++++ Records to process ++++

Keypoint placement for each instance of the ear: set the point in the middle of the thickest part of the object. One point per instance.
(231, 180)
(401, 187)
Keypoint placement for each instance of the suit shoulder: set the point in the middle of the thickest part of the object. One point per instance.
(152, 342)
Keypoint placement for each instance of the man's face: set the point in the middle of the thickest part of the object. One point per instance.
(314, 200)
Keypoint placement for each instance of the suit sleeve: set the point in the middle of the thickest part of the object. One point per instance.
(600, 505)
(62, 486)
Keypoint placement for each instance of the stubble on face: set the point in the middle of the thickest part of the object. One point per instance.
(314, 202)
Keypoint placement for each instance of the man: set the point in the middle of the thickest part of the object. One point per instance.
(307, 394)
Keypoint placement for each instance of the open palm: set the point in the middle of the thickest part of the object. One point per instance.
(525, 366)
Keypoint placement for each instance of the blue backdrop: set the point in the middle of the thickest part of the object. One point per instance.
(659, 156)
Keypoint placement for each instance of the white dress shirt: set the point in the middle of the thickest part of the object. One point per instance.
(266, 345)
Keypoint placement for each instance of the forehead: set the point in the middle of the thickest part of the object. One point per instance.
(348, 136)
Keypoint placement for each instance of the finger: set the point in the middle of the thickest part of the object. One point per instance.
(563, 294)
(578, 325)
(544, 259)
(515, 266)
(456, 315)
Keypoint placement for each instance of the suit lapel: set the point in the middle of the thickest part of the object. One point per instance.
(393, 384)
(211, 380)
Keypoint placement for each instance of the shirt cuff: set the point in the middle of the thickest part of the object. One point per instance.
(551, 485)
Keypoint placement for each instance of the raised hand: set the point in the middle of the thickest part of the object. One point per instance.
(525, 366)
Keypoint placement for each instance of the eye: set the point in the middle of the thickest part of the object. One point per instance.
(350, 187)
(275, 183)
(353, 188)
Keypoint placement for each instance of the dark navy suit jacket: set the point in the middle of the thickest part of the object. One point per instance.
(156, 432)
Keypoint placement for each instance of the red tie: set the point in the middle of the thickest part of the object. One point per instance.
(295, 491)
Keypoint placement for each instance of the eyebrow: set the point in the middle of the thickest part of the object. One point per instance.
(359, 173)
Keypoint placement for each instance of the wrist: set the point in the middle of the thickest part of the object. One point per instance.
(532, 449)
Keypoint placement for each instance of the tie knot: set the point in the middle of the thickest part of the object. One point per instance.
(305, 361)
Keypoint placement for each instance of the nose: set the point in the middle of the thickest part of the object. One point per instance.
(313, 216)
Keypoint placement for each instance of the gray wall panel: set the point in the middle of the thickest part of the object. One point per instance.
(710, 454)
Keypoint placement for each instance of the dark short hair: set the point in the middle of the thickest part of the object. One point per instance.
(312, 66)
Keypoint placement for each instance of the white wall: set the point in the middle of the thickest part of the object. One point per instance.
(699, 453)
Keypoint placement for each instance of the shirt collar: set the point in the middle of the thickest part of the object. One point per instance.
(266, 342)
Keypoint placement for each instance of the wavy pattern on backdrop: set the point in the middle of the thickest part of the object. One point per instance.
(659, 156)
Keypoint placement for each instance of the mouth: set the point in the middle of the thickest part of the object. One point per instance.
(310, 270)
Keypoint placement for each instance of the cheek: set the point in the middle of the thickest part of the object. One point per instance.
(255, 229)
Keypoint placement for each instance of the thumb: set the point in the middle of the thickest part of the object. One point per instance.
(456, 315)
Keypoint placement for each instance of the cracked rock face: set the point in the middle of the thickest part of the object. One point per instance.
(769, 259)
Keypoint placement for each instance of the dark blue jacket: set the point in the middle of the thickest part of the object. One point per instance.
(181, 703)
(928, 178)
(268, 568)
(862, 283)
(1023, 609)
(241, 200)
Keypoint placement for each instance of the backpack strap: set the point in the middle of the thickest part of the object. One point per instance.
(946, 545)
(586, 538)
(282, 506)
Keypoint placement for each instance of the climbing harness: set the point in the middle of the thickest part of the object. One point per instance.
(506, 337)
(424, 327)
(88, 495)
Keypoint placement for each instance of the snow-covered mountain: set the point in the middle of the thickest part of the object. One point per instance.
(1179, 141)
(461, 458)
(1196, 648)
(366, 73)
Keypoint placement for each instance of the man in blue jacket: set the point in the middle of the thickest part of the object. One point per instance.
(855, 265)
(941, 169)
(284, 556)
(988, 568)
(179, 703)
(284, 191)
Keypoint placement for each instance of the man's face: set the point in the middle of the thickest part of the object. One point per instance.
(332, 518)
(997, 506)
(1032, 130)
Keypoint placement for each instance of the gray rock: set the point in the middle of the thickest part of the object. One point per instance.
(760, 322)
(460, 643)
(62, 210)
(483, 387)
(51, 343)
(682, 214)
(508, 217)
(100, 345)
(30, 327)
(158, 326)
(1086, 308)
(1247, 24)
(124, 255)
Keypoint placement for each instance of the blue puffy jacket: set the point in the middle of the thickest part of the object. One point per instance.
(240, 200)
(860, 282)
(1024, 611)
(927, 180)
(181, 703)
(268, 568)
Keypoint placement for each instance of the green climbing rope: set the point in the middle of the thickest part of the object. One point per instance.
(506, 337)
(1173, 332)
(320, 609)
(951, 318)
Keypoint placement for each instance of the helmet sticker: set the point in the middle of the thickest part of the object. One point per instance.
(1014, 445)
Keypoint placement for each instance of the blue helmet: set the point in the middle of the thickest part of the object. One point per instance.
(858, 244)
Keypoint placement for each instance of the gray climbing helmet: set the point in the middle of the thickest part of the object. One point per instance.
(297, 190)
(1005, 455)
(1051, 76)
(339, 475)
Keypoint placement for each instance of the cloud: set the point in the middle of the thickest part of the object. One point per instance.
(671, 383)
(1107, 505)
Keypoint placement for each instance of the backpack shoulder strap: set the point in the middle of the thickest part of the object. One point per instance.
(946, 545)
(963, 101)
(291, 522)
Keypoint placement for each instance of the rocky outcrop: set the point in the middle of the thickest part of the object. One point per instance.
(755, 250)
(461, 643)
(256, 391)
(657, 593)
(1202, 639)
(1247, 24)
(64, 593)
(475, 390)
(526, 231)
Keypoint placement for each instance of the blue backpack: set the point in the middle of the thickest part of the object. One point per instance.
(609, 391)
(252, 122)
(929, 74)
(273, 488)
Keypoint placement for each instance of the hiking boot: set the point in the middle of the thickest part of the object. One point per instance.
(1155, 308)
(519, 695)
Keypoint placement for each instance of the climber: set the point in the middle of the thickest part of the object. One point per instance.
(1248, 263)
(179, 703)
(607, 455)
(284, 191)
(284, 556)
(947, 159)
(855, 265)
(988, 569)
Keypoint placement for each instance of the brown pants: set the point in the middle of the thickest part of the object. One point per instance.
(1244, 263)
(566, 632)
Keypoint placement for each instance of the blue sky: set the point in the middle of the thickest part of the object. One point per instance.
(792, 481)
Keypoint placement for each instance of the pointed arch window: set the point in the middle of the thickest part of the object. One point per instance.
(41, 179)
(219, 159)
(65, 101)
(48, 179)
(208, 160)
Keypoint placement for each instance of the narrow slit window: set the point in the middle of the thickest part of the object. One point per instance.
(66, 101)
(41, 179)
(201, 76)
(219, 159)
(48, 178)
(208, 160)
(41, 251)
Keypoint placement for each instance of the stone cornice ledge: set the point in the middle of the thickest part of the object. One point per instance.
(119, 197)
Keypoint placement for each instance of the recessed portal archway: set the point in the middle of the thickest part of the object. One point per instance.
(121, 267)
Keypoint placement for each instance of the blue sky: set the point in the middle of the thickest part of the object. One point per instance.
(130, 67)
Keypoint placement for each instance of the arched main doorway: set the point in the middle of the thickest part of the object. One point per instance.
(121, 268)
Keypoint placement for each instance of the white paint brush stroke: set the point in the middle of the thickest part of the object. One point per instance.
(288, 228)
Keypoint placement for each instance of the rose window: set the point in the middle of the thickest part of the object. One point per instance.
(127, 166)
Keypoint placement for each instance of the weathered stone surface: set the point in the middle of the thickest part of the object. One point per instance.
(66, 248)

++++

[Instructions to follow]: After finding the line that contains "Keypoint placement for each instance of the arched" in the records above, copy that line and each one after it exactly, through the final line.

[Result for this task]:
Keypoint placement for each instance of the arched main doorway: set the point in the middle of the thickest part of the object. One point per instance.
(121, 268)
Keypoint placement for each instance of the white paint brush stroke: set the point in the middle of the thickest part of the object. One point per instance.
(288, 228)
Keypoint placement for each instance of the rose window: set the point in the middle of the thickest part of the object. One point per instance.
(127, 166)
Keypoint placement for each instance of the weathered stone surface: set the point in the middle of the thickest part of the object. One point per instance.
(66, 248)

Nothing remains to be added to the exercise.